■ TASK OBJECTIVE: Turn the lines of the entries below into a numbered list, starting at the line that contains "Every instance of the window" and ending at the line that contains "<point>618,280</point>", both included. Leave out any blank lines.

— START MATERIAL PROVIDED —

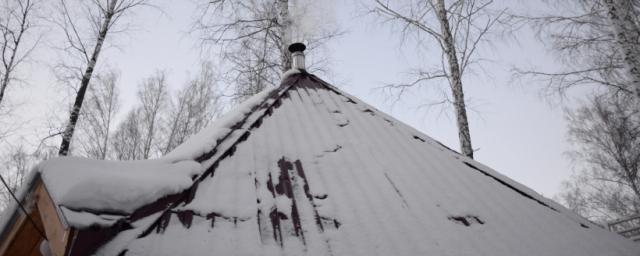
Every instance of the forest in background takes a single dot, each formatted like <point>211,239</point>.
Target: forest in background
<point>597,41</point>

— END MATERIAL PROVIDED —
— START MATERIAL PROVIDED —

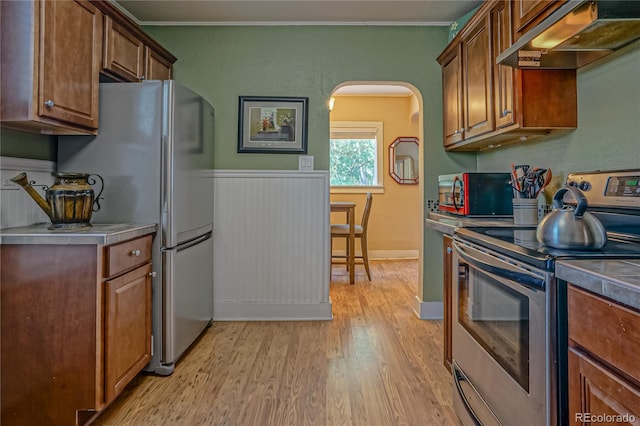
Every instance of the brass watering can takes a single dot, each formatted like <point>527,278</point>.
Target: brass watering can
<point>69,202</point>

— END MATERIAL PROVIDED —
— START MATERIAL PROVIDED —

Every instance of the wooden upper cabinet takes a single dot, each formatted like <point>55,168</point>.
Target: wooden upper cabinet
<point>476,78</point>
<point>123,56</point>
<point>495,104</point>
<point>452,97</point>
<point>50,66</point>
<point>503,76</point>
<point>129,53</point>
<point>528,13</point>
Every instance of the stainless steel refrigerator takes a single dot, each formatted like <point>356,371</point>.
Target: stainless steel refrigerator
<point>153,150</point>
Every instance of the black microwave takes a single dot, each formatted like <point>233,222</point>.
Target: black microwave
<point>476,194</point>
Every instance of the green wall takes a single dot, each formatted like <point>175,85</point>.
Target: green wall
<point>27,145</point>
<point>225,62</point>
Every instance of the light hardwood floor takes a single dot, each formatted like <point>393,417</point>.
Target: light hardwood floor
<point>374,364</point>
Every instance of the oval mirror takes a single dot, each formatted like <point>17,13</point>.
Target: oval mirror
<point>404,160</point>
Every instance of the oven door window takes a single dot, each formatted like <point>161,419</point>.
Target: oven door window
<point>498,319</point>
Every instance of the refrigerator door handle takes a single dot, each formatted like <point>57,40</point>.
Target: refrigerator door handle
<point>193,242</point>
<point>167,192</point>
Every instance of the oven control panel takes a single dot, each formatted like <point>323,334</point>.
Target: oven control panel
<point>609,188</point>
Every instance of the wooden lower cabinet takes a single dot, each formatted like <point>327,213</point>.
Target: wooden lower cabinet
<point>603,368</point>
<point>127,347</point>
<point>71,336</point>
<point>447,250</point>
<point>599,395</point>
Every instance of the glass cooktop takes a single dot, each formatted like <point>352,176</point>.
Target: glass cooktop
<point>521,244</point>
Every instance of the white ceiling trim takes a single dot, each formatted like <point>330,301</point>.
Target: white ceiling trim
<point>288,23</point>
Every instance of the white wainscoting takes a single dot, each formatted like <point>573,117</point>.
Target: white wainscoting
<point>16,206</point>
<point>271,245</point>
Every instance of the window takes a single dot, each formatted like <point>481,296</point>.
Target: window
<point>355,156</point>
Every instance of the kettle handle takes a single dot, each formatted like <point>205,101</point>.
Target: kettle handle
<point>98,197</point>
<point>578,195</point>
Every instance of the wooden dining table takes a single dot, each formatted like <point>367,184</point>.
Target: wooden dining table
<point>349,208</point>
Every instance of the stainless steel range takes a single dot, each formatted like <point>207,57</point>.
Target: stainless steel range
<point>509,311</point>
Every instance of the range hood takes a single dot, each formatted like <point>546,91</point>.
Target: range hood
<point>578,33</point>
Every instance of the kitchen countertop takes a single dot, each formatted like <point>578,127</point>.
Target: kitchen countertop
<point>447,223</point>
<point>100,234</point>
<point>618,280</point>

— END MATERIAL PROVIDED —

■ EXERCISE SOLUTION:
1. Every instance of the window takes a single dot, each formatted like <point>481,296</point>.
2. Target: window
3. <point>355,156</point>
4. Every instance of the kettle handle takes a single dot, each formatted like <point>205,101</point>.
5. Target: kettle handle
6. <point>98,197</point>
7. <point>578,195</point>
8. Every instance of the wooden dining table takes a single dot, each formatted like <point>367,184</point>.
9. Target: wooden dining table
10. <point>349,208</point>
11. Every instance of the stainless steel range takes a single dot, each formatted like <point>207,57</point>.
12. Target: stainless steel range
13. <point>509,311</point>
14. Every instance of the range hood takes a single dot, each formatted like <point>546,91</point>.
15. Target: range hood
16. <point>578,33</point>
17. Every instance of the kitchen countertop takes a single dot, each formatted like <point>578,127</point>.
18. Target: kitchen countertop
19. <point>447,223</point>
20. <point>100,234</point>
21. <point>618,280</point>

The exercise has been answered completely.